The Tide Dragons duology by Sarah Ash
The Flood Dragon’s Sacrifice and Emperor of the Fireflies
This delightful fantasy series is strongly influenced by Japanese mythology and culture, so as well as the wonderful dragons of the title, there are kitsume and demons, emperors and generals and a formidable goddess all weaving through this richly textured world. I loved it and Emperor of the Fireflies is one of my outstanding books of the year so far.

 

The Wayfarers by Becky Chambers
The Long Way to a Small Angry Planet and A Closed and Common Orbit
This science fiction space opera series made a big impact with the hit debut book which had a real vibe of the hit TV show Firefly as an ensemble piece, which I thoroughly enjoyed. The second book featured one of the ship’s crew and a waif who needed refuge and while it is set in the same world as the first book, you don’t need to have read it to appreciate what is going on. I’ve thoroughly enjoyed these two books and am keen to discover where Chambers next takes this series.

 

The Witchlands by Susan Dennard
Truthwitch and Windwitch
This epic fantasy initially features two young witches, Safi and Iseult, who manage to get themselves into an almighty scrape at the start of the first book, entangling them in a major plot. I like the fact that their friendship is one of the main emotional drivers throughout the story so far and that the magical system is structured with clear rules and involves a high price from magic-users. I’ll definitely be keeping an eye out for the third book, Bloodwitch, due to come out next year.

 

Rebel of the Sands by Alwyn Hamilton
Rebel of the Sands and Traitor to the Throne
I love this sand and sorcery adventure! Hamilton’s punchy writing style and vivid scene setting means both of these books have stayed with me as memorably enjoyable, exciting reads and I’m very much looking forward to the next book, which will hopefully arrive next year.
******
### Problem requirements:
Return the part of the book series reviews that opens with the words containing "The Witchlands by" and closes with "out next year.", copied without any change. These lines are not required for the work on the reviews.

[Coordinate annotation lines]
******
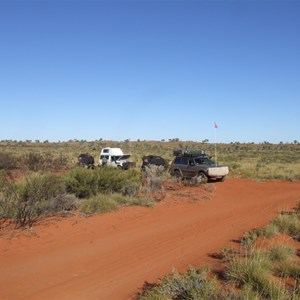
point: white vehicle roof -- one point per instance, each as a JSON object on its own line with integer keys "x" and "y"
{"x": 112, "y": 151}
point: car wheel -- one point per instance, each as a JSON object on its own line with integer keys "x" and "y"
{"x": 177, "y": 174}
{"x": 202, "y": 178}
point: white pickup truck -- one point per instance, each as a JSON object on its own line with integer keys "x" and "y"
{"x": 114, "y": 157}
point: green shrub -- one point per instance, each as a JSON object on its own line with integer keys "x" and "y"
{"x": 115, "y": 180}
{"x": 98, "y": 204}
{"x": 82, "y": 182}
{"x": 31, "y": 198}
{"x": 43, "y": 161}
{"x": 194, "y": 284}
{"x": 8, "y": 161}
{"x": 287, "y": 224}
{"x": 280, "y": 253}
{"x": 254, "y": 273}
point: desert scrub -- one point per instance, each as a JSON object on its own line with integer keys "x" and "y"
{"x": 254, "y": 272}
{"x": 82, "y": 182}
{"x": 116, "y": 180}
{"x": 98, "y": 204}
{"x": 154, "y": 178}
{"x": 33, "y": 197}
{"x": 288, "y": 224}
{"x": 194, "y": 284}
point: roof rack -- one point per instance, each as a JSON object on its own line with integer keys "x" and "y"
{"x": 189, "y": 152}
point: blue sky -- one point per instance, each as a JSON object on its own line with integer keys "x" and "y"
{"x": 150, "y": 70}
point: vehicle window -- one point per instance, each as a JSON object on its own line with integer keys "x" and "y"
{"x": 184, "y": 161}
{"x": 203, "y": 161}
{"x": 177, "y": 160}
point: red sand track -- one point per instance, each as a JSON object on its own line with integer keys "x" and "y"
{"x": 110, "y": 256}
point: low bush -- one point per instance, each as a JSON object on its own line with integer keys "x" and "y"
{"x": 254, "y": 272}
{"x": 33, "y": 197}
{"x": 82, "y": 182}
{"x": 154, "y": 178}
{"x": 8, "y": 161}
{"x": 43, "y": 162}
{"x": 287, "y": 224}
{"x": 98, "y": 204}
{"x": 115, "y": 180}
{"x": 194, "y": 284}
{"x": 85, "y": 183}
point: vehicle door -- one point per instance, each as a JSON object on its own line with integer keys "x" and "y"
{"x": 184, "y": 166}
{"x": 191, "y": 169}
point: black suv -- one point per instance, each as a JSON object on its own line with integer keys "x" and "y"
{"x": 196, "y": 164}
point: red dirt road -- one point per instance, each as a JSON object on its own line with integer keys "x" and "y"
{"x": 110, "y": 256}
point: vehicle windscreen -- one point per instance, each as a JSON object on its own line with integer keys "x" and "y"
{"x": 204, "y": 161}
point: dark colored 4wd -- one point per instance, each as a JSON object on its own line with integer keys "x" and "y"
{"x": 193, "y": 165}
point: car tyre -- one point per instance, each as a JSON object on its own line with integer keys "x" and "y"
{"x": 202, "y": 177}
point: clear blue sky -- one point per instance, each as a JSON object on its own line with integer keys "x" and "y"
{"x": 150, "y": 70}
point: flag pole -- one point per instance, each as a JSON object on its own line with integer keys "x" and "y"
{"x": 216, "y": 155}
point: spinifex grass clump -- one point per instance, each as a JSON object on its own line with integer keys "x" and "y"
{"x": 288, "y": 224}
{"x": 33, "y": 197}
{"x": 254, "y": 272}
{"x": 85, "y": 183}
{"x": 194, "y": 284}
{"x": 98, "y": 204}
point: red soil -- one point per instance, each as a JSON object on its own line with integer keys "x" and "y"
{"x": 111, "y": 256}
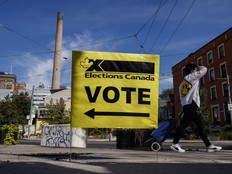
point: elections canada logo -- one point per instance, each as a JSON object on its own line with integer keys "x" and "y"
{"x": 118, "y": 69}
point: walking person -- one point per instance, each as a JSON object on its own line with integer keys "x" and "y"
{"x": 190, "y": 101}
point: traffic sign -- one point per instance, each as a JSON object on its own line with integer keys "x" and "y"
{"x": 114, "y": 90}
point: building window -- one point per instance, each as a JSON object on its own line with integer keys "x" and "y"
{"x": 221, "y": 51}
{"x": 223, "y": 70}
{"x": 199, "y": 61}
{"x": 211, "y": 75}
{"x": 225, "y": 89}
{"x": 202, "y": 81}
{"x": 210, "y": 57}
{"x": 213, "y": 92}
{"x": 215, "y": 114}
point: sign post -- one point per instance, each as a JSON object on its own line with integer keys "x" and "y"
{"x": 114, "y": 90}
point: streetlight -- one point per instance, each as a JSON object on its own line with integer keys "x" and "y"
{"x": 229, "y": 95}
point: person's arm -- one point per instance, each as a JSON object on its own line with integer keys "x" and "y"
{"x": 200, "y": 72}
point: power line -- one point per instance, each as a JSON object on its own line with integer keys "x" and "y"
{"x": 163, "y": 26}
{"x": 154, "y": 17}
{"x": 2, "y": 3}
{"x": 144, "y": 25}
{"x": 177, "y": 27}
{"x": 29, "y": 39}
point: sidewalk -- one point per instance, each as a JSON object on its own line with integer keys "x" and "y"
{"x": 36, "y": 159}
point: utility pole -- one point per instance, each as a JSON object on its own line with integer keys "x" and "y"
{"x": 31, "y": 112}
{"x": 229, "y": 95}
{"x": 57, "y": 52}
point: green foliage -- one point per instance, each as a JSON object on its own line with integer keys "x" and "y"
{"x": 14, "y": 109}
{"x": 11, "y": 134}
{"x": 57, "y": 113}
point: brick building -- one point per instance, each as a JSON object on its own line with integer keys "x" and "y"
{"x": 216, "y": 55}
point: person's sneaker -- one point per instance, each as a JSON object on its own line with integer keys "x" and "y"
{"x": 177, "y": 148}
{"x": 213, "y": 148}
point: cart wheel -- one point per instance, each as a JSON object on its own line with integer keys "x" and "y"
{"x": 155, "y": 146}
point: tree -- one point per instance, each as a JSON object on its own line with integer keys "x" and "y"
{"x": 165, "y": 93}
{"x": 57, "y": 113}
{"x": 14, "y": 109}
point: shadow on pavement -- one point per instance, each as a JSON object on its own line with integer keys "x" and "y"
{"x": 91, "y": 168}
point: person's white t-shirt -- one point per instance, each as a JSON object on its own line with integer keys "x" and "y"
{"x": 189, "y": 87}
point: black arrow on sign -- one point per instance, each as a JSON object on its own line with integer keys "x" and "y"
{"x": 92, "y": 113}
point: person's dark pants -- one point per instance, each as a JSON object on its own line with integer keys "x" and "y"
{"x": 191, "y": 115}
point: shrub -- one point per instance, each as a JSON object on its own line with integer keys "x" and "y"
{"x": 11, "y": 134}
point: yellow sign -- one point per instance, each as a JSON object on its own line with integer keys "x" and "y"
{"x": 114, "y": 90}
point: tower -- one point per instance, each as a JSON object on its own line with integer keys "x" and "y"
{"x": 57, "y": 53}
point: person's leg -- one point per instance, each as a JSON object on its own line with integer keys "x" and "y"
{"x": 187, "y": 118}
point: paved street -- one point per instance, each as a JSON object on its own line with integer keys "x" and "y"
{"x": 103, "y": 157}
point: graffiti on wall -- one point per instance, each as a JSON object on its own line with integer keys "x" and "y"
{"x": 56, "y": 136}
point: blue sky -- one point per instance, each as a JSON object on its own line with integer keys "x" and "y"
{"x": 171, "y": 28}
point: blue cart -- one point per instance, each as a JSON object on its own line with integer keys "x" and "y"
{"x": 159, "y": 135}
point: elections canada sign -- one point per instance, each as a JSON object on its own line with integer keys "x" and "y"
{"x": 114, "y": 90}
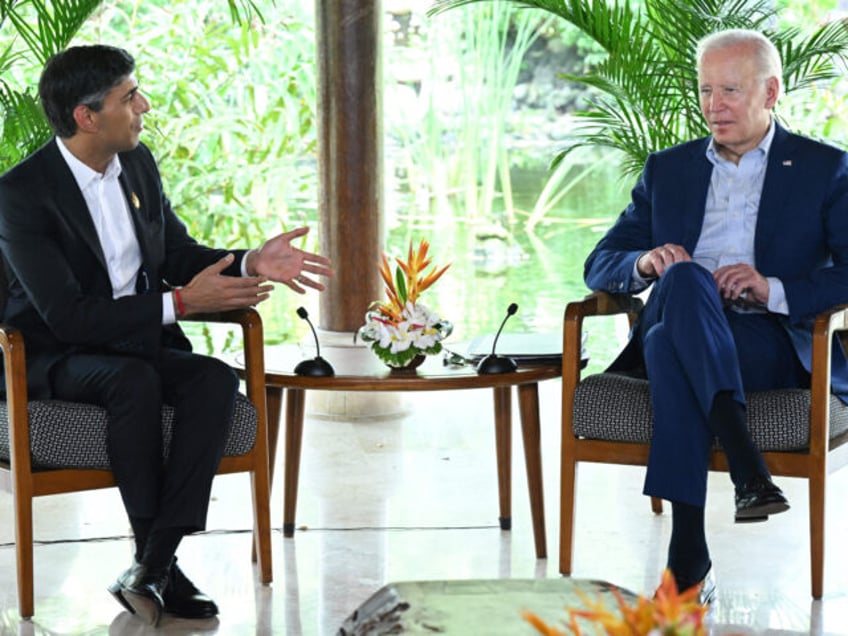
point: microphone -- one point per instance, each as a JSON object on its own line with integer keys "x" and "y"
{"x": 498, "y": 364}
{"x": 316, "y": 367}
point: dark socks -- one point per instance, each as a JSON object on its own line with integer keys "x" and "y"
{"x": 688, "y": 554}
{"x": 141, "y": 530}
{"x": 161, "y": 547}
{"x": 728, "y": 423}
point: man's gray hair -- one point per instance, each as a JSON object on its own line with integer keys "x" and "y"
{"x": 767, "y": 56}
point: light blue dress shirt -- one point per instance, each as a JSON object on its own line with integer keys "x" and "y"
{"x": 730, "y": 217}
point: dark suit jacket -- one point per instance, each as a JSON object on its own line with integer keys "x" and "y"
{"x": 58, "y": 289}
{"x": 801, "y": 235}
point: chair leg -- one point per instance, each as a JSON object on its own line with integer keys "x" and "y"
{"x": 568, "y": 478}
{"x": 261, "y": 489}
{"x": 817, "y": 495}
{"x": 23, "y": 553}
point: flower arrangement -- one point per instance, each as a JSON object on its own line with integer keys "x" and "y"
{"x": 402, "y": 328}
{"x": 669, "y": 613}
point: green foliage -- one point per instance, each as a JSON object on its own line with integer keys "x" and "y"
{"x": 234, "y": 137}
{"x": 30, "y": 32}
{"x": 645, "y": 94}
{"x": 473, "y": 59}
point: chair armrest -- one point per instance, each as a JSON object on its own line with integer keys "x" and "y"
{"x": 828, "y": 323}
{"x": 14, "y": 367}
{"x": 595, "y": 304}
{"x": 254, "y": 355}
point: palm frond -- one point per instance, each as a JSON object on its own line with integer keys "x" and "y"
{"x": 23, "y": 123}
{"x": 644, "y": 92}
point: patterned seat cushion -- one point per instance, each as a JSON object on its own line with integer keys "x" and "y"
{"x": 73, "y": 435}
{"x": 615, "y": 407}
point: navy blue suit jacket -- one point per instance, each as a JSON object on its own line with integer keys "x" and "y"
{"x": 58, "y": 291}
{"x": 801, "y": 234}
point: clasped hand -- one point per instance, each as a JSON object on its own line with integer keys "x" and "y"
{"x": 738, "y": 283}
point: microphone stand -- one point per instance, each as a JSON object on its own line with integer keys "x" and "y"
{"x": 492, "y": 363}
{"x": 318, "y": 366}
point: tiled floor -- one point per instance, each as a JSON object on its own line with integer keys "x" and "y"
{"x": 414, "y": 497}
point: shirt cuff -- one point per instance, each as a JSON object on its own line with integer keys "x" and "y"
{"x": 777, "y": 303}
{"x": 244, "y": 262}
{"x": 169, "y": 316}
{"x": 637, "y": 281}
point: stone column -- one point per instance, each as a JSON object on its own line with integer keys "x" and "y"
{"x": 350, "y": 166}
{"x": 350, "y": 170}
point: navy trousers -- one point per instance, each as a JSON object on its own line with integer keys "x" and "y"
{"x": 693, "y": 347}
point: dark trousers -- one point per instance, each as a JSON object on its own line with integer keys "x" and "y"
{"x": 693, "y": 348}
{"x": 173, "y": 493}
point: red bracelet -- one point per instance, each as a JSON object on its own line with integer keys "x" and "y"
{"x": 180, "y": 306}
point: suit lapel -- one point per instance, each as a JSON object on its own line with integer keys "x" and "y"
{"x": 695, "y": 196}
{"x": 775, "y": 190}
{"x": 137, "y": 206}
{"x": 70, "y": 200}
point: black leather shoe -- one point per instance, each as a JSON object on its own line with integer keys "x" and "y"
{"x": 140, "y": 591}
{"x": 707, "y": 589}
{"x": 183, "y": 599}
{"x": 758, "y": 499}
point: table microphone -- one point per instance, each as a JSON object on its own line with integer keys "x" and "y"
{"x": 498, "y": 364}
{"x": 316, "y": 367}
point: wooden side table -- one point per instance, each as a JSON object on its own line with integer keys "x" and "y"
{"x": 357, "y": 369}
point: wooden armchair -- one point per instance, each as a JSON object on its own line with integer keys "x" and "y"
{"x": 607, "y": 418}
{"x": 49, "y": 447}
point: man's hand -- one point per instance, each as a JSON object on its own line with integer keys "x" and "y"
{"x": 653, "y": 264}
{"x": 741, "y": 283}
{"x": 210, "y": 291}
{"x": 278, "y": 261}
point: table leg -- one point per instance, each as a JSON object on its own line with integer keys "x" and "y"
{"x": 503, "y": 449}
{"x": 274, "y": 402}
{"x": 273, "y": 405}
{"x": 528, "y": 403}
{"x": 295, "y": 399}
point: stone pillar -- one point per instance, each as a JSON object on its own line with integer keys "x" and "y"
{"x": 350, "y": 166}
{"x": 350, "y": 181}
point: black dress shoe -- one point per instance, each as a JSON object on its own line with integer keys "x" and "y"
{"x": 183, "y": 599}
{"x": 140, "y": 591}
{"x": 758, "y": 499}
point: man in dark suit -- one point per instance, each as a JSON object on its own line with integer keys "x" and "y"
{"x": 744, "y": 237}
{"x": 99, "y": 271}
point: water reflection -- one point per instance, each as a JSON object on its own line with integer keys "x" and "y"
{"x": 494, "y": 262}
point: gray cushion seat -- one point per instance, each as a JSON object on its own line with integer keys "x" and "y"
{"x": 613, "y": 407}
{"x": 73, "y": 435}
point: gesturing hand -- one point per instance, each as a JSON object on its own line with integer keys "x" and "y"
{"x": 210, "y": 291}
{"x": 279, "y": 261}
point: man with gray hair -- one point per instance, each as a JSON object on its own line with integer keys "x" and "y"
{"x": 743, "y": 237}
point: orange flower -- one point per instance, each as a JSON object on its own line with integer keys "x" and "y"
{"x": 670, "y": 613}
{"x": 408, "y": 282}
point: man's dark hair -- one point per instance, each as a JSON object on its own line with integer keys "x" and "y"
{"x": 80, "y": 75}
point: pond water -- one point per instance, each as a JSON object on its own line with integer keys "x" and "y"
{"x": 494, "y": 263}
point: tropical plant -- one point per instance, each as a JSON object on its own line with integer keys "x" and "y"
{"x": 645, "y": 89}
{"x": 30, "y": 32}
{"x": 474, "y": 58}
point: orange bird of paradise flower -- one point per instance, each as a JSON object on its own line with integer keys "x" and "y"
{"x": 408, "y": 282}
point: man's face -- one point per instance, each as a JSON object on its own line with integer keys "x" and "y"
{"x": 119, "y": 122}
{"x": 735, "y": 100}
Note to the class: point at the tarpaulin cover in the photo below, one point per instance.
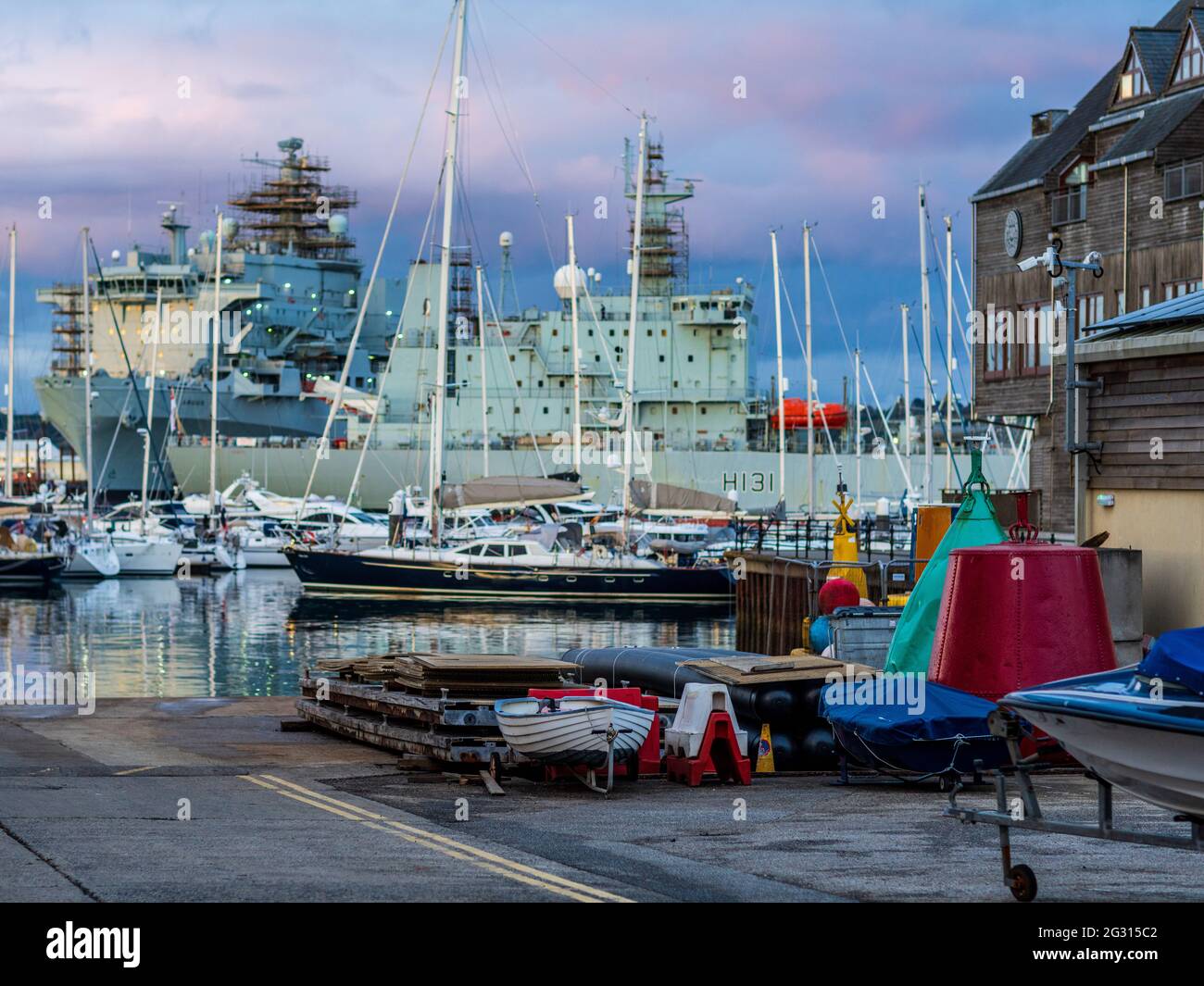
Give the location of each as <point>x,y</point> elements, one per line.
<point>1178,655</point>
<point>505,492</point>
<point>663,496</point>
<point>974,525</point>
<point>951,733</point>
<point>947,713</point>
******
### Final result:
The Witchlands by Susan Dennard
Truthwitch and Windwitch
This epic fantasy initially features two young witches, Safi and Iseult, who manage to get themselves into an almighty scrape at the start of the first book, entangling them in a major plot. I like the fact that their friendship is one of the main emotional drivers throughout the story so far and that the magical system is structured with clear rules and involves a high price from magic-users. I’ll definitely be keeping an eye out for the third book, Bloodwitch, due to come out next year.